Given text:
It's the creepy girl.

SPEAKER_01:

Yeah, but that almost sounds like one of those time slip things, you know, where like time rubs against each other or like that kind of thing.

SPEAKER_04:

That's can you imagine like the time the just like some random girl working walking at night in some other century, just being like, What is this cracker you? I had purple eyebrows, bro. Like, I was I was coach.

SPEAKER_02:

Witch, that's that's wild.

SPEAKER_01:

Yeah, see, that's that kind of weird stuff was just all everywhere all the time, all the time. And I was also like terrified of going to antique shops. I went to antique shops all the time and would buy stuff because my dad would also was the only one in the family who would take me to antique shops to just let me look around, and I he would always let me buy something really, really cheap. But I was scared to to bring stuff home because my mom would be like, There's gonna be spirits attached to it. Don't bring home stuff from antique shops, there's dead people attached to it.

SPEAKER_04:

So that was kind of just like my ex wouldn't like me buying stuff from op shops because dead people might have used it, and I was just like, That's that sounds like my mother.

SPEAKER_01:

Yeah, I remember being like, Well, maybe they're cool though. What if they're a cool dead person? What if they're fun?

SPEAKER_02:

Why are we afraid of it?

SPEAKER_01:

Yeah, no, everything was like evil. My mom, everything was evil except what she did and what she could do and what she could talk to and all that kind of stuff. But yeah, it was like that all the time we had to leave out stuff for the elementals that lived in our house. She said that elementals lived in our house, and we had to like leave offerings for them, which was crazy because then she also hoarded and let the animals shit and piss everywhere, and like had sewage running into the carpets and all this kind of stuff. And I remember thinking, like, well, why do we have to leave offerings to elementals? Why don't you just like get the fucking roof fixed instead? Like, wouldn't they prefer us to get the house taken care of? And the ones in the car, and she would like make us talk to the elementals in the car and thank them for letting the car run. And again, I remember being like, I don't think that's how that works. I don't think there's a gnome living in here that makes the car run.

Supplied data:
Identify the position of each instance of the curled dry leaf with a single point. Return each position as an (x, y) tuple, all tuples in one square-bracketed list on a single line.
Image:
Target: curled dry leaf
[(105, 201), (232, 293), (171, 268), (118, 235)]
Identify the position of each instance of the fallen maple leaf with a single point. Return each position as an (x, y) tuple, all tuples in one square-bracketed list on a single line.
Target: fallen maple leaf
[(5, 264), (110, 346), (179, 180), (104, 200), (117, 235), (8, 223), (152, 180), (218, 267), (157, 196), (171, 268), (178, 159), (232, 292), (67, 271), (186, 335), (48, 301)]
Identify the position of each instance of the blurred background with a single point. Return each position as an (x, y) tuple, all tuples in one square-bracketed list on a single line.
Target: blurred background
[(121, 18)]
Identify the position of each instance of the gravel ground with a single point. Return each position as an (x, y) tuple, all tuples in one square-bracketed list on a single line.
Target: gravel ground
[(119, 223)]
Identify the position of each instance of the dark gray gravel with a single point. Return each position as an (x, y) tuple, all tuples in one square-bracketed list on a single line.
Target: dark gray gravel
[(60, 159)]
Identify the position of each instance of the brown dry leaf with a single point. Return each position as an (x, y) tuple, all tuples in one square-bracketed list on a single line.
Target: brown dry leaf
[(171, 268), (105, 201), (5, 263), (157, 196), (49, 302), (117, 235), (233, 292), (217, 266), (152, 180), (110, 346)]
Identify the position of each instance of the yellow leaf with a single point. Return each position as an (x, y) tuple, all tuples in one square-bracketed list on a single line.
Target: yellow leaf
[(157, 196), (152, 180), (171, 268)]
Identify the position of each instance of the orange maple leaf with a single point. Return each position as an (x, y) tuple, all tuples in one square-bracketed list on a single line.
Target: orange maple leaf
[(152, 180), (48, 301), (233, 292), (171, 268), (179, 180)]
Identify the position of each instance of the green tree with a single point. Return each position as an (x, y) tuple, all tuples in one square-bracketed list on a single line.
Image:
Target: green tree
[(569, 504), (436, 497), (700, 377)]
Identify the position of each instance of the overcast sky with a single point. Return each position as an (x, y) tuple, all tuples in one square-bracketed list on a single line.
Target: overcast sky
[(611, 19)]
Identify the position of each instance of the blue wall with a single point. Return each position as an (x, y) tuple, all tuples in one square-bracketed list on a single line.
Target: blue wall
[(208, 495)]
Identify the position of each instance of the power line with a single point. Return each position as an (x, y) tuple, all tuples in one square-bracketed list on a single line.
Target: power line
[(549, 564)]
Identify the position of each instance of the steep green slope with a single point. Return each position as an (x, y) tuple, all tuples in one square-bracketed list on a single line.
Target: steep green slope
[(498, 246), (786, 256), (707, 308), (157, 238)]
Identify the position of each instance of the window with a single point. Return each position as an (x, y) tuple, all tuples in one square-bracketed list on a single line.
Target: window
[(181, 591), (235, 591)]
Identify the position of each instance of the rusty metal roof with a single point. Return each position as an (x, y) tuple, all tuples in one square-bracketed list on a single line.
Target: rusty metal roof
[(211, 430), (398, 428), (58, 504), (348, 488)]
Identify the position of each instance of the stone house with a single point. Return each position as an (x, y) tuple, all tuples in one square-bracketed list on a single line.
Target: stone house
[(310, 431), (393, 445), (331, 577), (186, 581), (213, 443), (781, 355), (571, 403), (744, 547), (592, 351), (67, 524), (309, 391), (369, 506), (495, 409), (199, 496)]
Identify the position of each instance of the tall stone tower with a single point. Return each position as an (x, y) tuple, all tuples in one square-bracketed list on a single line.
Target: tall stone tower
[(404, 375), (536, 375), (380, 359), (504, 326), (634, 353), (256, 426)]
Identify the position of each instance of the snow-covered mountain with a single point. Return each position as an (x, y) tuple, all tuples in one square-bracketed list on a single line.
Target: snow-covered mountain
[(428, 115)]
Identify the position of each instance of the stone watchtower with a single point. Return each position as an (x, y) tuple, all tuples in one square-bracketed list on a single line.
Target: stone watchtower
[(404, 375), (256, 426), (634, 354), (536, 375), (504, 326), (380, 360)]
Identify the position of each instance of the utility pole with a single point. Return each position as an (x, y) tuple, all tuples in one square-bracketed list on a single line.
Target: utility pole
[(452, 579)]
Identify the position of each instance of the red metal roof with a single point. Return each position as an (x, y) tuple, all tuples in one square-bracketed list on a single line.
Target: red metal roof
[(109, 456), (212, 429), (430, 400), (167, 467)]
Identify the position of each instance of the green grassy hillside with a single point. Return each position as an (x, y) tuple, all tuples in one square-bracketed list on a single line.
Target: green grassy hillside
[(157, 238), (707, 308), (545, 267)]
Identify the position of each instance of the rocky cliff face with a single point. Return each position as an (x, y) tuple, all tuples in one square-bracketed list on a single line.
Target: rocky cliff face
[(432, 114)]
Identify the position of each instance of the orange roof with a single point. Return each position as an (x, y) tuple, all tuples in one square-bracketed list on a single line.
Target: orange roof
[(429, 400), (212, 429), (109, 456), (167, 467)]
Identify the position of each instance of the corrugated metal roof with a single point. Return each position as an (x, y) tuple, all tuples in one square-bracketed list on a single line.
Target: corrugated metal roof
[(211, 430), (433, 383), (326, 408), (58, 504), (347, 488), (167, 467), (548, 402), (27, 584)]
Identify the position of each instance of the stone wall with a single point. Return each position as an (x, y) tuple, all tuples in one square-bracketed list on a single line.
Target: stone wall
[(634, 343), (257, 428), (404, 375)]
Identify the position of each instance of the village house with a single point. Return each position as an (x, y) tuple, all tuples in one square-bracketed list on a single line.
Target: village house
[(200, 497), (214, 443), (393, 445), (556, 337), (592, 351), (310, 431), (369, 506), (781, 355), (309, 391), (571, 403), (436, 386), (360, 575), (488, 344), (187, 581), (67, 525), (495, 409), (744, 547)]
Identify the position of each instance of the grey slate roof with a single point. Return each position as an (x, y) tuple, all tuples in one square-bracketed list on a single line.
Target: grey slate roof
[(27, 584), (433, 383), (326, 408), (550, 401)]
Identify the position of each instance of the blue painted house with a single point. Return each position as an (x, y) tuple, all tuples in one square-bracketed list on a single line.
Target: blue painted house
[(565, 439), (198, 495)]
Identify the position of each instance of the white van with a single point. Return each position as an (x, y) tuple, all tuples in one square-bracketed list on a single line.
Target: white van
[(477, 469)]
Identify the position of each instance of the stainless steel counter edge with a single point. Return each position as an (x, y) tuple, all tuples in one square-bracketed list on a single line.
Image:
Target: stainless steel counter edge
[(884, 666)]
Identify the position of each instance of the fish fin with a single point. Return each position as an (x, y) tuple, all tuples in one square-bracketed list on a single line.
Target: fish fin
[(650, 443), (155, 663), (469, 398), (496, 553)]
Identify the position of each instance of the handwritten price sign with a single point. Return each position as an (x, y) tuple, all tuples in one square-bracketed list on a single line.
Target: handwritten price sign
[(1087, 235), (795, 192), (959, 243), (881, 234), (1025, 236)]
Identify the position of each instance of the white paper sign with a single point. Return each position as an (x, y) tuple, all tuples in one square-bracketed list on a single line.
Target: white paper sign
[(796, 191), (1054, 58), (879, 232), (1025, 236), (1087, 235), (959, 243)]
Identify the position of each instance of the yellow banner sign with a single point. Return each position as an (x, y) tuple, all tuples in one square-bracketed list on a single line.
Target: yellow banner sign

Problems to solve:
1. Retype the part of the transcript from "That's can you" up to and including "I was coach.", keeping every word unchanged.
2. Extend the transcript of the conversation about a mother's beliefs in spirits and elementals, starting right after its last line.

Solved problems:
1.
That's can you imagine like the time the just like some random girl working walking at night in some other century, just being like, What is this cracker you? I had purple eyebrows, bro. Like, I was I was coach.

2.
SPEAKER_04:

I don't think there was a gnome making cars run. I would already be best friends with my car gnome because the amount of times I had to get my car fixed recently. Like, oh my god. I want a car gnome.

SPEAKER_01:

Oh, yeah. Well, you could uh if you lived with my mom, you guys could you could have lots of car gnomes, car elementals, and she but she would always be like, they're horrible looking, they look like they're made out of stone and they're horrible. And be like, well, why are we talking to them then? If like they're still stargoils. What do you mean? Like crazy. She just made stuff up. Well, a lot of it I'm now learning is a lot of it seemed to come from like David Ike and then all I don't know. There's a lot of like weird pagan stuff that was getting drawn in, but she also thought pagans attracted demons and demonic spirits.

SPEAKER_04:

Honestly, props to your mom for even having a car though, because my mom made us walk everywhere and never got her license. So fair enough.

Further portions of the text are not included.